» AUFGABE 1: Gib aus dem Auszug über Selbstfürsorge den Abschnitt zwischen „Seit ca. drei“ und „Gegenmassnahmen einleiten kann.“ einschließlich wortgetreu wieder.
» AUFGABE 2: Welche Adjektive verwendet der Auszug über Selbstfürsorge, um die Selbstfürsorge zu beschreiben? Nenne alle.

Seit ca. drei Jahren fahre ich für mich persönlich ein Programm, diesen Punkt der Selbstfürsorge auf meine mir mögliche Weise zu verlassen. Das wird nicht ganz erreichbar werden, wozu auch. Selbstfürsorge ist wichtig und richtig und gut - sie ist aber mE nicht das Einzige, was zu tun ist. Da mache ich einen Unterschied. Daher löste ich mich auch von Foren und Gruppen zum Thema Hochsensibilität. Was dort aktuell aufblüht, ist genau das, was ich verlasse, weil mir das selber nichts mehr gibt. Ich weiss, was ich brauche, was nicht, wo ich Sorge für mich tragen muss, wann ich vom Weg abkomme und was ich als Gegenmassnahmen einleiten kann.

» ZEILEN IM DATENSATZ:

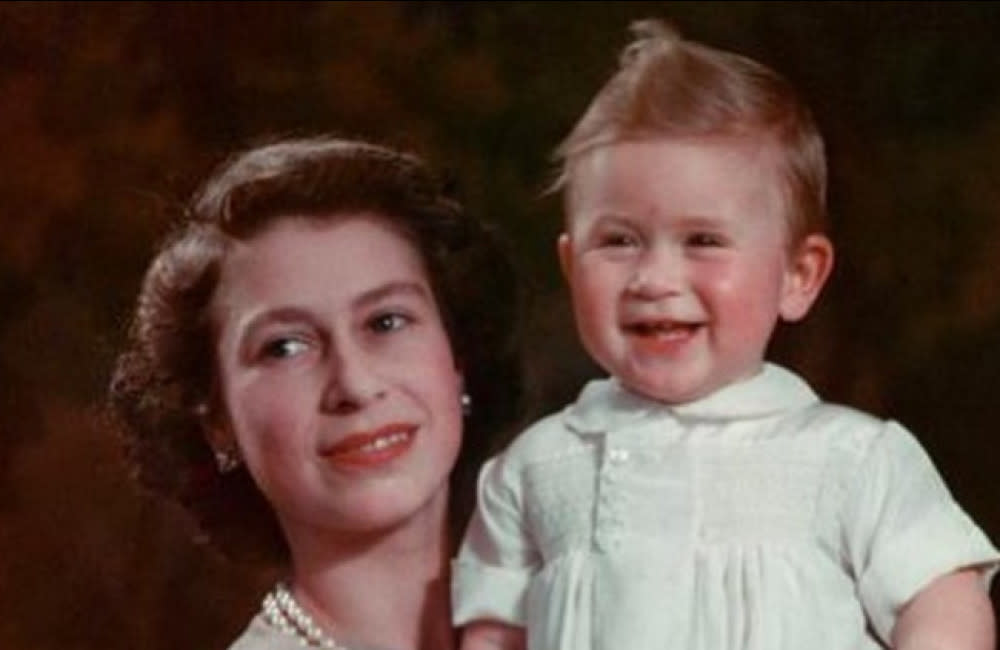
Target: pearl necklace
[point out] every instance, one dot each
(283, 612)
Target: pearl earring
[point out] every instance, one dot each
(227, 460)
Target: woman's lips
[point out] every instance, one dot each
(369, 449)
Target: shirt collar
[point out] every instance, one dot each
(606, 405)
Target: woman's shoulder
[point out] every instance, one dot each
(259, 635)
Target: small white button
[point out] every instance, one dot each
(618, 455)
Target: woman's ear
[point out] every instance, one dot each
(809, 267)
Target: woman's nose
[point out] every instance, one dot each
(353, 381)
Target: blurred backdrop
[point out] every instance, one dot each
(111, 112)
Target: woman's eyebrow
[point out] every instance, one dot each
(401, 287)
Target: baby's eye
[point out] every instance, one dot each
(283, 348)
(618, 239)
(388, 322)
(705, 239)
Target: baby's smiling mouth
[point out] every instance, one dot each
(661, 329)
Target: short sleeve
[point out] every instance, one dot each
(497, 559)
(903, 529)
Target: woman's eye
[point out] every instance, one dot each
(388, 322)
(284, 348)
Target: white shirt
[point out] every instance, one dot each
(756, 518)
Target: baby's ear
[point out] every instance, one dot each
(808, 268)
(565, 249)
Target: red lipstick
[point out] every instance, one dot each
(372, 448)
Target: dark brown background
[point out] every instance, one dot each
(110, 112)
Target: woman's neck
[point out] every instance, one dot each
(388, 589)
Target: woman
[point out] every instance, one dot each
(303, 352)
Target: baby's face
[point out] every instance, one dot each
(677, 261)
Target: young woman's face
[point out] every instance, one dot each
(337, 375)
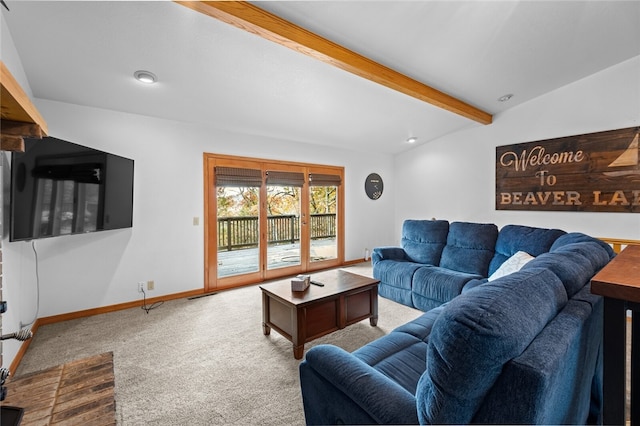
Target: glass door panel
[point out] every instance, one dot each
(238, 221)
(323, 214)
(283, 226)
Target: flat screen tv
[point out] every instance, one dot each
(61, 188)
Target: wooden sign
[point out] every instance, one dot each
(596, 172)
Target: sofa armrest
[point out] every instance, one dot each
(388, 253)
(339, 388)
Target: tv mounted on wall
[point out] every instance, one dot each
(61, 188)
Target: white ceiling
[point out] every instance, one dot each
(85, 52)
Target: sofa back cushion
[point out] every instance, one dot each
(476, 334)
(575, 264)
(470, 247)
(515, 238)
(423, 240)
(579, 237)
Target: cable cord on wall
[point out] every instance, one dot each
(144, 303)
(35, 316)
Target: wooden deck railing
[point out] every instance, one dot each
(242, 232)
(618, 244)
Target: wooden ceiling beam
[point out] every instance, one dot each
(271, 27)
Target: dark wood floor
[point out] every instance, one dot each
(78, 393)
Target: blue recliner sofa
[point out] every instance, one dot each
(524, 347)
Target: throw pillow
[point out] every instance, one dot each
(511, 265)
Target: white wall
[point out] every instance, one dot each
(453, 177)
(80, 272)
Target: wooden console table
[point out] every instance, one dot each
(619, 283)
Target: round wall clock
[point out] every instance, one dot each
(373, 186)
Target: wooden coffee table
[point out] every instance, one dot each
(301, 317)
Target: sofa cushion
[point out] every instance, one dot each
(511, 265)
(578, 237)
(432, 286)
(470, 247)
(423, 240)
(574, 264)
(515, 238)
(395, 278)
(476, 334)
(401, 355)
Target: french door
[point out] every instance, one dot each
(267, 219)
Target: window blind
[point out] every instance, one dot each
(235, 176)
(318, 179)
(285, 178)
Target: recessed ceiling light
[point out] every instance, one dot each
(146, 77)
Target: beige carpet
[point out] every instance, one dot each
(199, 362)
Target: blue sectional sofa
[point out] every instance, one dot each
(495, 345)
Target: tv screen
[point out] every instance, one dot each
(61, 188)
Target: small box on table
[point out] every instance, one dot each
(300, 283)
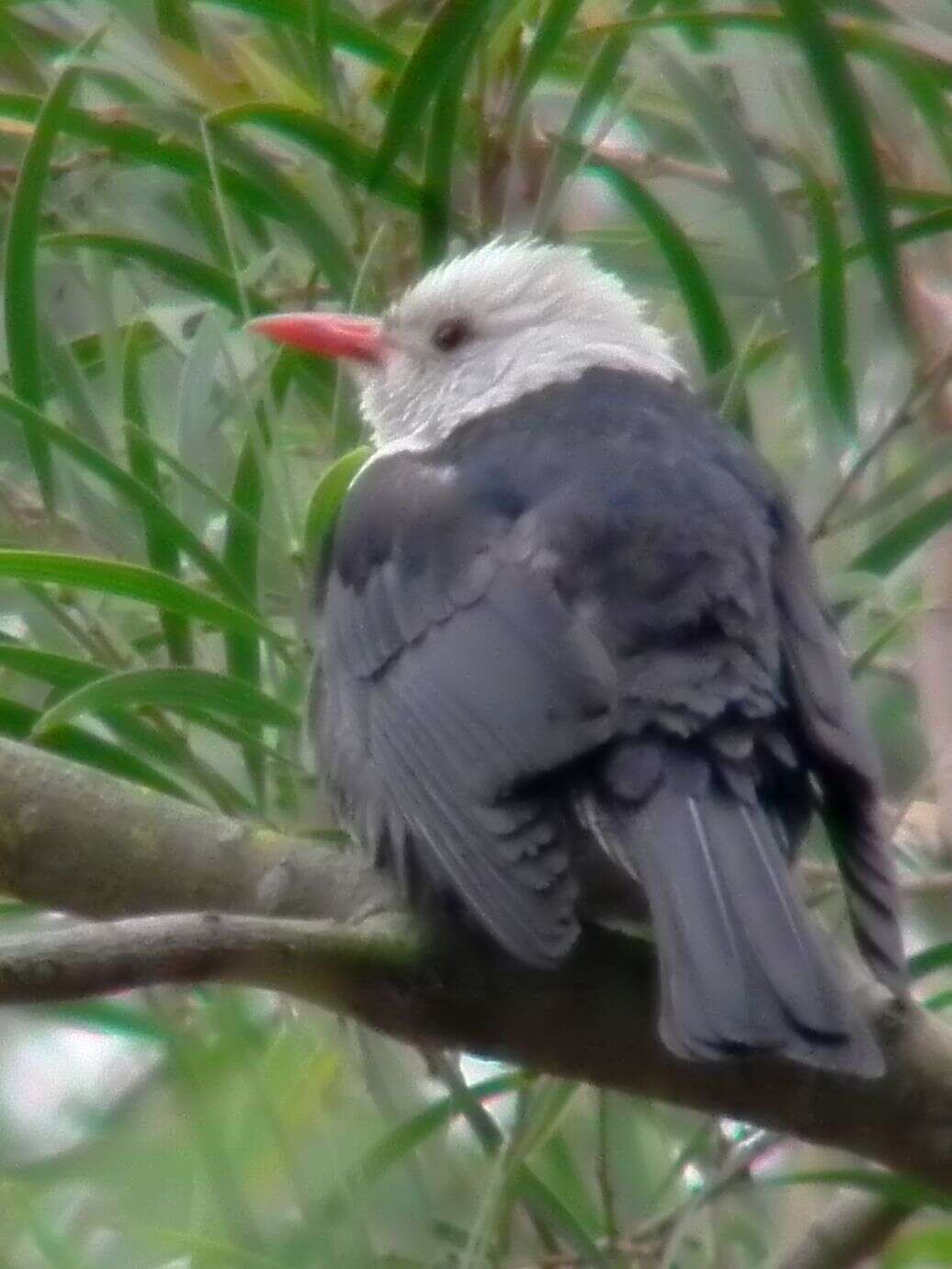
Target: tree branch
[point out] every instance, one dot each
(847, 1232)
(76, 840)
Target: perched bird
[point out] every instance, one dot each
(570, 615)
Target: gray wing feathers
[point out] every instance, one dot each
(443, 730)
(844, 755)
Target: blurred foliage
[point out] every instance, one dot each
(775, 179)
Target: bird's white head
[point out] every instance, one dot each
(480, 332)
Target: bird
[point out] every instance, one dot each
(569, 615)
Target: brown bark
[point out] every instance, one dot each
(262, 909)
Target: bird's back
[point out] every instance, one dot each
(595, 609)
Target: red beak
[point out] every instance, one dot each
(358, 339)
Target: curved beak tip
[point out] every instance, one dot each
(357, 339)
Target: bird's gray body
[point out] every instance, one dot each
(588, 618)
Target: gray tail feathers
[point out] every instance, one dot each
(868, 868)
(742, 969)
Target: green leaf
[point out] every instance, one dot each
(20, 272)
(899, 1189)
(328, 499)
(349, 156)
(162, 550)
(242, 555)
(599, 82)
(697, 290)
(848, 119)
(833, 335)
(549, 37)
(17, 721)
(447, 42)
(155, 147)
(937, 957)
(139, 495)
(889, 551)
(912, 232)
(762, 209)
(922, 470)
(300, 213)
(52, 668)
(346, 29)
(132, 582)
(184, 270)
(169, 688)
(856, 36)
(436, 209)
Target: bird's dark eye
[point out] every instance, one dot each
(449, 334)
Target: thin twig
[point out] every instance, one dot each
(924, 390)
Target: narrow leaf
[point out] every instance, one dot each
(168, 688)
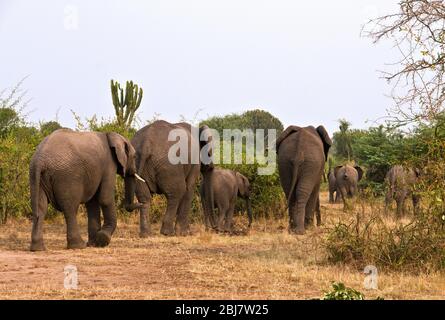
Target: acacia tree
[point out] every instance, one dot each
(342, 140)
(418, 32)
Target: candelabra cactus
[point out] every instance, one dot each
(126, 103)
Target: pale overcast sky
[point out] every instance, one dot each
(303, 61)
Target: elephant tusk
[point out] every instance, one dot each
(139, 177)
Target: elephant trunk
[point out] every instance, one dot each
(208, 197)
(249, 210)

» LÖSUNG 1:
Seit ca. drei Jahren fahre ich für mich persönlich ein Programm, diesen Punkt der Selbstfürsorge auf meine mir mögliche Weise zu verlassen. Das wird nicht ganz erreichbar werden, wozu auch. Selbstfürsorge ist wichtig und richtig und gut - sie ist aber mE nicht das Einzige, was zu tun ist. Da mache ich einen Unterschied. Daher löste ich mich auch von Foren und Gruppen zum Thema Hochsensibilität. Was dort aktuell aufblüht, ist genau das, was ich verlasse, weil mir das selber nichts mehr gibt. Ich weiss, was ich brauche, was nicht, wo ich Sorge für mich tragen muss, wann ich vom Weg abkomme und was ich als Gegenmassnahmen einleiten kann.

» LÖSUNG 2: wichtig, richtig, gut